◆ **Task material**:
◇ ◇ ◇ ◇ ◇

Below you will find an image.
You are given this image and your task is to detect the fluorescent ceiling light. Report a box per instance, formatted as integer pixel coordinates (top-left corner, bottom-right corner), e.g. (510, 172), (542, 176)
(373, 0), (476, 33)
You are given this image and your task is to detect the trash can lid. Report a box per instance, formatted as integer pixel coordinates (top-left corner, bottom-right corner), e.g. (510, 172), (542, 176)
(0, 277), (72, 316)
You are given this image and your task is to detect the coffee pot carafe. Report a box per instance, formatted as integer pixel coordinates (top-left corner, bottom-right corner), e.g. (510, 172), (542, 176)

◇ ◇ ◇ ◇ ◇

◆ **Instructions to follow**: Please repeat the material above, word for word and in full.

◆ **Answer to the exercise**:
Below you will find an image.
You are given this image and your task is to detect the fluorescent ceiling light. Report a box per instance, formatted as integer pixel coordinates (top-left corner, bottom-right corner), e.g. (510, 172), (542, 176)
(373, 0), (476, 33)
You are given this image and your task is to detect the trash can lid. Report a box per instance, formatted as integer pixel coordinates (top-left corner, bottom-right corner), e.g. (510, 172), (542, 176)
(0, 277), (72, 316)
You are given this image and your task is to detect the coffee pot carafe. Report a box per instance, formatted as integer pixel coordinates (top-left corner, bottom-right corner), e.g. (510, 172), (542, 176)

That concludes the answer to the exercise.